Excerpt from a dataset:

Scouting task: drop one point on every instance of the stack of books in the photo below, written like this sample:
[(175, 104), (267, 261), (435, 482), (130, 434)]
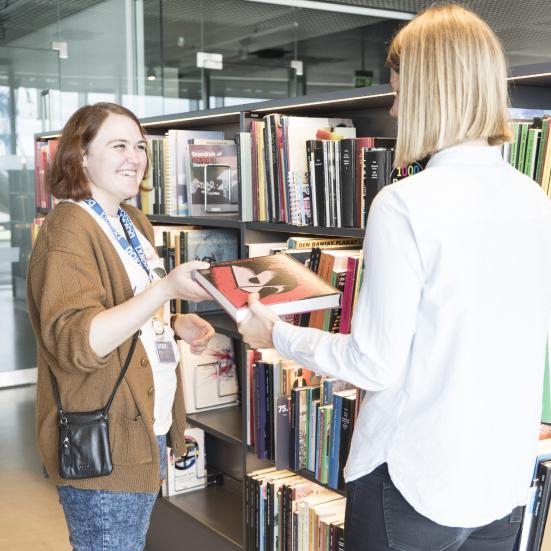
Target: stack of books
[(284, 511), (298, 419)]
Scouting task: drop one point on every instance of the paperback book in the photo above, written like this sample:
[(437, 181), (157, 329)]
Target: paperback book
[(209, 379), (213, 179), (284, 284)]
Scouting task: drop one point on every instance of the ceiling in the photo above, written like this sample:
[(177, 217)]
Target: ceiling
[(258, 41)]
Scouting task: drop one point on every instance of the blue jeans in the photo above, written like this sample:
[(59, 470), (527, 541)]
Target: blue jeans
[(378, 518), (99, 520)]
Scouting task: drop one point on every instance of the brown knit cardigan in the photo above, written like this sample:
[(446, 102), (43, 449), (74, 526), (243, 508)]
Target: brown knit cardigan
[(74, 274)]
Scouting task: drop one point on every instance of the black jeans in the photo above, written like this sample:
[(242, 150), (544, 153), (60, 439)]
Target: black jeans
[(378, 518)]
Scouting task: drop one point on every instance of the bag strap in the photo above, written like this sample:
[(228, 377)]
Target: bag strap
[(117, 384), (123, 371)]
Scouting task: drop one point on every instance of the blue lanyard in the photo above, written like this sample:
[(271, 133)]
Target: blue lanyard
[(134, 249)]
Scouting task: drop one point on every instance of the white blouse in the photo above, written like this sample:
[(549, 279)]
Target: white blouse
[(164, 374), (448, 336)]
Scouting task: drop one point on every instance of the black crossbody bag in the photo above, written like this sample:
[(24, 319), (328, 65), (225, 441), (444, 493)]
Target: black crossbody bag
[(84, 450)]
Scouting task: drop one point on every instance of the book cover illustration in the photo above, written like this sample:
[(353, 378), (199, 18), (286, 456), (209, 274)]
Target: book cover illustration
[(212, 246), (278, 279), (209, 379), (214, 179)]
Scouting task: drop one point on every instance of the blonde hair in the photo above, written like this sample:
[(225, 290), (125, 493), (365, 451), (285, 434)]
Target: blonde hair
[(453, 84)]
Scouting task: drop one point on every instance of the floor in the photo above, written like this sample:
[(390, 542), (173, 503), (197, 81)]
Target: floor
[(31, 518)]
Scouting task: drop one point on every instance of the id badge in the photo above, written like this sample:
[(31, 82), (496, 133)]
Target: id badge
[(165, 351)]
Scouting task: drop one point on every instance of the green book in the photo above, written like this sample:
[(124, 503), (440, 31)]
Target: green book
[(541, 152), (326, 413), (522, 145), (531, 150), (514, 146)]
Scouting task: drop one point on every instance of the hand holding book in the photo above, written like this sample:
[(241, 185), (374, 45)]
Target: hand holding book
[(194, 330), (179, 283), (256, 328)]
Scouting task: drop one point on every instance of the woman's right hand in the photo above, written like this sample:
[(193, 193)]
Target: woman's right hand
[(180, 284)]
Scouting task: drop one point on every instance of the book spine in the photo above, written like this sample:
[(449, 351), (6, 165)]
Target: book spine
[(310, 144), (347, 159), (346, 428), (319, 174), (541, 152), (528, 161), (333, 478), (522, 145), (270, 413)]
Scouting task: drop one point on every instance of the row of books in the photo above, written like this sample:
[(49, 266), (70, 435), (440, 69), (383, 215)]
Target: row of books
[(530, 150), (298, 170), (315, 171), (338, 261), (299, 420), (286, 512)]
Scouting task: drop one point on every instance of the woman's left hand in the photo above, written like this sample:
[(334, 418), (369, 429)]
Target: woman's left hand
[(194, 330), (257, 327)]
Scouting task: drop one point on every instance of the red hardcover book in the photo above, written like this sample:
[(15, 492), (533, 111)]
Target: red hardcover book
[(284, 284)]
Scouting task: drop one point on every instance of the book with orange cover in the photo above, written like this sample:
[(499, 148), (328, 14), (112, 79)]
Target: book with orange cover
[(285, 285)]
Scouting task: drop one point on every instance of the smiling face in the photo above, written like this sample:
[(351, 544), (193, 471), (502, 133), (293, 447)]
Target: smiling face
[(115, 162), (395, 85)]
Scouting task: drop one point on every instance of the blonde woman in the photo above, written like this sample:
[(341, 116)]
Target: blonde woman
[(449, 333)]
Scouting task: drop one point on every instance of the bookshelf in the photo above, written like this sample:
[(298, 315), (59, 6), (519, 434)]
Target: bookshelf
[(213, 518)]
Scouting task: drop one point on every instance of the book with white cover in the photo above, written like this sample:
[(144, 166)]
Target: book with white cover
[(209, 379), (188, 472)]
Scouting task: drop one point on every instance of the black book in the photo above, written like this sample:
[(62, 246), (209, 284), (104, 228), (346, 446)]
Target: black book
[(348, 181), (377, 168), (340, 538), (317, 179), (347, 427), (335, 317)]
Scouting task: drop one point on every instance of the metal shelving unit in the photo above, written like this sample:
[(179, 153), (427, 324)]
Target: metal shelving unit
[(213, 518)]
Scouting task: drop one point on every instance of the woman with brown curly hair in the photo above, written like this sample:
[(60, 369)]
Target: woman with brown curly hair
[(93, 282)]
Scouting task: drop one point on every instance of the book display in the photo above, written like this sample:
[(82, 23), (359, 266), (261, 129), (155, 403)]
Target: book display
[(293, 179)]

* Task details *
Rewrite all of the records above with "drop one point" swapped for "place a single point" wherever it occurs, keeping everything else the same. Leave the pictures out of your answer.

* Response to the task *
Scouting task: place a single point on every instance of the stack of books in the photo below, written like this sample:
[(175, 104), (267, 261), (435, 482), (130, 434)]
Target: stack of books
[(284, 511), (298, 419)]
Scouting task: place a single point on every instance of the paperback book in the photo above, written like this sample:
[(437, 181), (157, 329)]
Target: paperback book
[(209, 379), (213, 179), (284, 284)]
Scouting task: place a single point on every instance of the ceiling in the photo above, written like this sample:
[(177, 217)]
Target: ceiling
[(258, 41)]
Scouting task: place a single point on every instance of the blue jeans in the photo above, written like this sample:
[(59, 470), (527, 541)]
Target: blue jeans
[(378, 518), (99, 520)]
Scouting task: place a single point on every instance of the brown knit cardigan in the photo above, written like this sample:
[(446, 102), (43, 449), (74, 526), (243, 508)]
Target: brown knit cardigan
[(74, 274)]
Scouting task: place a single point on every instance of the black jeans in the photo above, written like this sample:
[(242, 150), (544, 153), (60, 439)]
Target: black jeans
[(378, 518)]
Scouting task: place a single point on every instance of the bag strap in the photo above, written like this sample:
[(228, 377)]
Target: bag strap
[(117, 384), (123, 371)]
Scouting task: place a single point on every instance of the blue lanyard in the photo above, written like this sample:
[(271, 133)]
Target: blue lanyard
[(134, 249)]
Scouting task: place a single point on every instance of the white blouse in the photo above, written like this sample:
[(549, 279)]
Target: white blouse
[(164, 374), (448, 336)]
Scouting task: place a single point on every instance of the black crossbody bag in the photo above, written like this sample:
[(24, 319), (328, 65), (225, 441), (444, 493)]
Target: black crossbody bag
[(84, 450)]
Scouting task: place a single point on every instance of the book cover illustration in the photo above, written like this sample:
[(353, 378), (199, 18), (286, 456), (209, 274)]
Target: book cover illustration
[(212, 246), (278, 279), (209, 379), (214, 179)]
Scouting task: place a single point on every instance of the blonde hair in the photo above, written like this sample:
[(225, 290), (125, 493), (365, 451), (285, 434)]
Target: blonde hair
[(453, 84)]
Scouting task: place a single point on every instance of the floor in the photo above, written like this sample:
[(390, 542), (173, 503), (197, 81)]
Target: floor
[(31, 518)]
Scouting task: place a single point on every instance of the id badge in the photo above, written like this sample:
[(31, 82), (496, 133)]
Target: id badge
[(165, 351)]
Scouting task: place a single point on every instance of the green book in the photo above, written like this sample:
[(124, 503), (440, 31)]
Target: green book
[(541, 152), (326, 413), (522, 145), (531, 150), (514, 146)]
Scouting task: place a single point on every instance of the hand holding book in the photo above, written like this sample:
[(241, 185), (374, 45)]
Target: hand holding book
[(194, 330), (179, 283), (256, 328)]
Scouting task: place a single point on every instance of the woman's right hand in the photo above, written like this sample:
[(193, 193)]
Target: woman's right hand
[(180, 284)]
Scouting task: place a single point on every instance of the book spine in the photo above, written like this sample:
[(449, 351), (6, 165)]
Target: book spine
[(310, 144), (347, 159), (346, 428), (319, 174), (541, 152), (528, 161), (333, 478), (522, 145), (270, 413)]
Scouting task: place a single point on every instance of the row of books in the photo above, written like this sample:
[(49, 266), (70, 435), (440, 69), (383, 215)]
Target: row of books
[(530, 150), (298, 170), (315, 171), (338, 261), (299, 420), (286, 512)]
Scouting task: place a single point on every instance of the woman's left hand in the photo above, written like this sample:
[(334, 418), (369, 429)]
Target: woman's left hand
[(194, 330), (257, 327)]
Scouting task: place a single point on every instance of the red hardcover book in the photo above, written like this sample:
[(15, 492), (533, 111)]
Target: red hardcover book
[(284, 284)]
Scouting task: place a single point on every instance of the book with orange cover in the photo above, written like this sample:
[(499, 148), (328, 14), (112, 79)]
Target: book with orange cover
[(285, 285)]
Scouting task: place a single point on every instance of the smiling face in the photo above, written like this sample:
[(351, 544), (193, 471), (502, 133), (293, 447)]
Target: smiling face
[(115, 162), (395, 85)]
Scouting task: place a single point on every instance of the blonde woman in the photo above, written like this sample:
[(341, 116)]
Target: blonde woman
[(449, 333)]
Scouting task: place a single point on every instance of the bookshelf in the photo above, written like this sample:
[(298, 315), (59, 6), (519, 434)]
Target: bookshelf
[(213, 518)]
Scouting task: place a single point on every instance of the book with white cover in the photo above, written like this sample:
[(144, 166)]
Target: book with white cover
[(209, 379), (188, 472)]
Scouting task: place a single point on every instance of the black book in the photo above, written like this sample:
[(62, 246), (209, 284), (104, 228), (346, 446)]
Target: black book
[(348, 181), (377, 168), (340, 538), (317, 179), (347, 427), (335, 317)]
Scouting task: place a single point on every instance of the metal shelving unit in the photo above, written like this sample:
[(179, 153), (427, 324)]
Target: metal shelving unit
[(213, 518)]
Scouting task: place a single point on every instance of the woman with brown curly hair in the photo above, written like this sample:
[(60, 369)]
Target: woman with brown curly hair
[(93, 282)]
Scouting task: place a single point on every instance of the book display in the photo above, written like this sample:
[(82, 23), (359, 266), (261, 129), (155, 403)]
Target: book display
[(293, 179)]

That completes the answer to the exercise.